# ИСХОДНЫЙ ТЕКСТ

Сообщество «Круг чтения» 00:00 5 марта 2022

Навечно в списках русской поэзии

К 100-летию Семёна Гудзенко

У самых, пожалуй, известных строк поэта: «Мы не от старости умрём — От старых ран умрём…», есть неожиданное и весьма странное, на первый взгляд, продолжение:

Так разливай по кружкам ром,

трофейный рыжий ром!

Странность этих строк заключается вовсе не в их поэтическом смысле, который явно перекликается с пушкинской песней Вальсингама из "Пира во время чумы":

Итак, — хвала тебе, Чума,
Нам не страшна могилы тьма,
Нас не смутит твоё призванье!
Бокалы пеним дружно мы

И девы-розы пьём дыханье, —
Быть может... полное Чумы!

Нет, эти строки мельком обозначенного поэтом Семёном Петровичем Гудзенко (5 марта 1922 — 12 февраля 1953) небольшого «пира во время войны» (вернее, сразу после войны и Победы — стихи 1946 года!) неожиданны, странны и одновременно интересны тем, что автор разливает по кружкам… ром! Предположить, что данный алкогольный напиток появился здесь только «для рифмы» — невозможно: ведь он обозначен ярким и точным эпитетом «рыжий». Такое не выдумаешь, это надо видеть. И знать на вкус:

В нём горечь, хмель и аромат

заморской стороны.

# ЗАДАНИЕ 1
Ответьте на вопросы по тексту о Гудзенко:
(a) Каким эпитетом, по словам автора, обозначен ром?
(b) К какому году относятся стихи, где разливают ром?
(c) С чьей песней из «Пира во время чумы» перекликается смысл этих строк?
# ЗАДАНИЕ 2
Допишите, пожалуйста, следующую часть текста о Гудзенко, начиная сразу после слов «заморской стороны».

# СТРОКИ
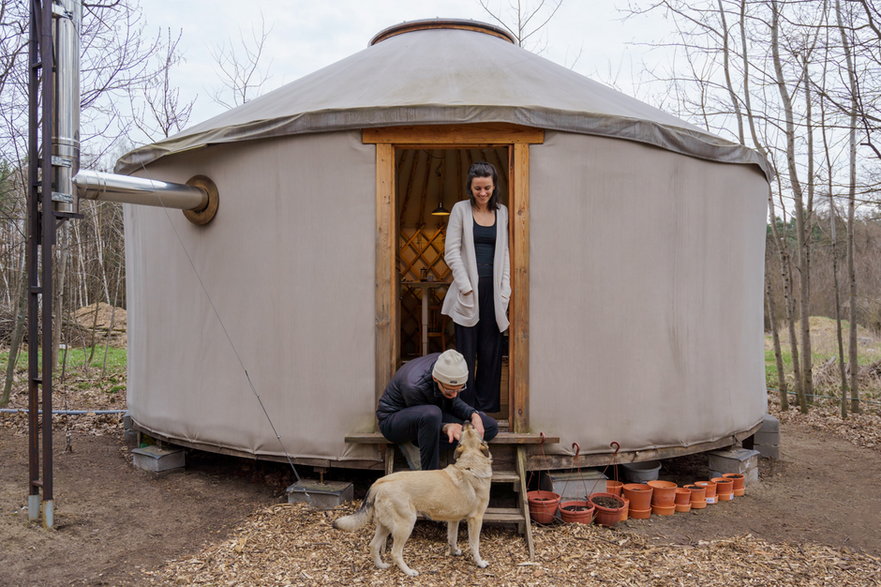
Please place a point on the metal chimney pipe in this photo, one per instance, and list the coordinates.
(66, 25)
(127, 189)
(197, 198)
--
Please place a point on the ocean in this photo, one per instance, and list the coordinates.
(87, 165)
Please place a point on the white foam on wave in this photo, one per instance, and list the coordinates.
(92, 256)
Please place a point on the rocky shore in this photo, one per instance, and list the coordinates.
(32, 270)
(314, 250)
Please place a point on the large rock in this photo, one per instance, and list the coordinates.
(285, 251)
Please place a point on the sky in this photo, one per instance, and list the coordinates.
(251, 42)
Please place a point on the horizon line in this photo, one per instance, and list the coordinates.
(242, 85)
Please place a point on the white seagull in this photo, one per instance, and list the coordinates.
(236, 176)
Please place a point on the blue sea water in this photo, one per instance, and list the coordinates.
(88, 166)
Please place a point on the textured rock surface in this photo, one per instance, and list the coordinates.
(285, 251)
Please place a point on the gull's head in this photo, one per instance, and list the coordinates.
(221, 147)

# ИТОГОВЫЙ ОТВЕТ 1
(a) «Рыжий».
(b) К 1946 году.
(c) С песней Вальсингама.

# ИТОГОВЫЙ ОТВЕТ 2
Его принёс сюда солдат,

вернувшийся с войны.

То есть этот ром не в поэтической фантазии автора возник — он существовал в действительности и даже не являлся особой экзотикой среди трофеев наших красноармейцев. И эта вроде бы небольшая деталь приобретает совсем иное значение, если задуматься над тем, а откуда столько крепкого напитка из «заморской стороны» могло взяться в гитлеровской Германии конца 1944-начала 1945 годов? Из довоенных запасов? Из оккупированной Франции? Из союзной Испании? Из нейтральной Португалии? Откуда-то ещё?

Настоящая история Второй мировой (а значит — и Великой Отечественной) до сих пор не написана, что подчёркивается множеством разрозненных свидетельств, включая и свидетельства Семёна Гудзенко. Читая его стихи и его не менее, а в чём-то даже более яркие, чем стихи, записные книжки, начинаешь понимать, что «единая Европа» — вовсе не продукт современного Европейского Союза, что она уже существовала в 1940-44 годах под знаком свастики, и не за страх, а за совесть работала на Третий Рейх, воевала на его стороне, пока тот вследствие побед Красной Армии не начал терять силу — и лишь тогда от него начали откалываться одна за другой страны и народы.

В записных книжках Гудзенко на этот счёт много показательных записей.

26-28 апреля 1945 года.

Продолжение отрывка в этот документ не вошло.